**Task directions**
Quote the rows below verbatim, every line from first to last, omitting the pictures.

====== Task data ======

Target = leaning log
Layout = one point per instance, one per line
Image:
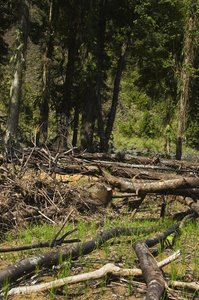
(151, 272)
(50, 258)
(160, 186)
(192, 204)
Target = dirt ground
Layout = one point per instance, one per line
(49, 197)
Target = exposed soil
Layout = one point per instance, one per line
(35, 188)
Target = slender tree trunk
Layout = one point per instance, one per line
(112, 113)
(190, 43)
(100, 55)
(88, 119)
(19, 65)
(75, 128)
(65, 107)
(44, 108)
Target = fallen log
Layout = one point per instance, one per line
(106, 269)
(192, 204)
(164, 186)
(151, 272)
(50, 258)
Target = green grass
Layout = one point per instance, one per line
(111, 250)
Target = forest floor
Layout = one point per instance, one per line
(39, 195)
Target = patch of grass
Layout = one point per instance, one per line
(118, 249)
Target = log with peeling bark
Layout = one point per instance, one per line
(163, 186)
(132, 159)
(106, 269)
(151, 272)
(26, 266)
(194, 205)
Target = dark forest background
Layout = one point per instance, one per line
(100, 74)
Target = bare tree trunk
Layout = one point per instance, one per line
(112, 113)
(100, 54)
(190, 43)
(19, 65)
(44, 108)
(75, 128)
(63, 113)
(88, 119)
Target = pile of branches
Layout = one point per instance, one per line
(30, 190)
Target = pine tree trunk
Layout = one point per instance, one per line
(190, 43)
(100, 55)
(44, 108)
(116, 92)
(19, 65)
(64, 110)
(88, 119)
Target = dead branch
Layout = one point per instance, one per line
(187, 285)
(193, 205)
(166, 186)
(50, 258)
(106, 269)
(151, 272)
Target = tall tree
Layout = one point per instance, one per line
(42, 132)
(191, 38)
(19, 59)
(112, 113)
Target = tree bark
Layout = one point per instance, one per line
(151, 272)
(116, 89)
(88, 118)
(19, 66)
(190, 44)
(99, 79)
(164, 186)
(24, 267)
(64, 109)
(44, 108)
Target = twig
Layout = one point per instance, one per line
(187, 285)
(108, 268)
(47, 218)
(55, 237)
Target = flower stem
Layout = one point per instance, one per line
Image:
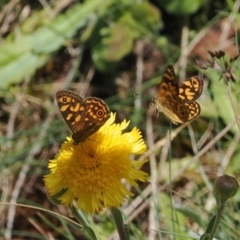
(82, 221)
(121, 227)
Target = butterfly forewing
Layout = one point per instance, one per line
(177, 101)
(169, 84)
(84, 117)
(194, 110)
(191, 89)
(71, 107)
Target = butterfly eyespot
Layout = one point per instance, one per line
(100, 113)
(182, 113)
(64, 99)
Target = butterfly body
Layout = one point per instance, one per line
(177, 100)
(83, 116)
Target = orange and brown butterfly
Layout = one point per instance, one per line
(177, 101)
(83, 116)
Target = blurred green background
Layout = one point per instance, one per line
(118, 51)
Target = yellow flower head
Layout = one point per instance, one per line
(91, 172)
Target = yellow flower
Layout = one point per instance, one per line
(91, 173)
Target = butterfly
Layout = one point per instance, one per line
(177, 100)
(83, 116)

======

**Exercise answer**
Target = leaning log
Layout = one point per instance, one per line
Image:
(151, 272)
(50, 258)
(160, 186)
(192, 204)
Target = dirt ground
Layout = one point per instance, one per line
(49, 197)
Target = exposed soil
Layout = one point per instance, one per line
(35, 188)
Target = slender tree trunk
Layout = one point per instance, one per line
(112, 113)
(190, 43)
(100, 55)
(88, 119)
(19, 65)
(75, 128)
(65, 107)
(44, 108)
Target = fallen log
Layout = one point per instance, one per line
(106, 269)
(192, 204)
(164, 186)
(151, 272)
(50, 258)
Target = green grass
Layout = one point per instance, one per line
(111, 250)
Target = forest floor
Layout = one point per instance, one per line
(39, 195)
Target = patch of grass
Layout = one point per instance, one per line
(118, 249)
Target = log with peeling bark
Layout = one point per instance, one per line
(163, 186)
(132, 159)
(106, 269)
(151, 272)
(26, 266)
(194, 205)
Target = dark forest background
Layout = one point per instance, one per line
(100, 74)
Target = bare tree trunk
Layout = one point per instance, one per line
(112, 113)
(100, 54)
(190, 43)
(19, 65)
(44, 108)
(75, 128)
(63, 113)
(88, 119)
Target = pile of branches
Layout = one point per instance, one per line
(30, 190)
Target = pine tree trunk
Layout = one point per instance, one per line
(190, 43)
(100, 55)
(44, 108)
(116, 92)
(19, 65)
(64, 110)
(88, 119)
Target = dead branch
Layout = one point per instance, one per line
(187, 285)
(193, 205)
(166, 186)
(50, 258)
(106, 269)
(151, 272)
Target = tall tree
Layout = one point per instance, one per line
(42, 132)
(191, 38)
(19, 59)
(112, 113)
Target = tree bark
Layout = one point per instance, one per line
(151, 272)
(116, 89)
(88, 118)
(19, 66)
(190, 44)
(99, 79)
(164, 186)
(24, 267)
(64, 109)
(44, 108)
Target = twig
Layout = one point per instance, one per line
(187, 285)
(108, 268)
(47, 218)
(55, 237)
Target = flower stem
Layout = one point per instance, one per line
Image:
(82, 221)
(121, 227)
Target = butterfly forewing
Layout = one point per instance, one per line
(177, 101)
(169, 84)
(84, 117)
(194, 110)
(191, 89)
(71, 107)
Target = butterfly eyespot
Layout = one point per instance, one per line
(100, 113)
(182, 113)
(64, 99)
Target = butterfly body
Layout = one point per instance, one per line
(177, 100)
(83, 116)
Target = orange and brown butterfly
Layout = one point per instance, one per line
(177, 101)
(83, 116)
Target = blurred green background
Layout = one point per instance, one per line
(118, 51)
Target = yellow flower head
Layout = one point per instance, one per line
(91, 172)
Target = yellow flower
Layout = one point per instance, one per line
(91, 173)
Target = butterfly
Layout = one point per instance, one per line
(177, 100)
(83, 116)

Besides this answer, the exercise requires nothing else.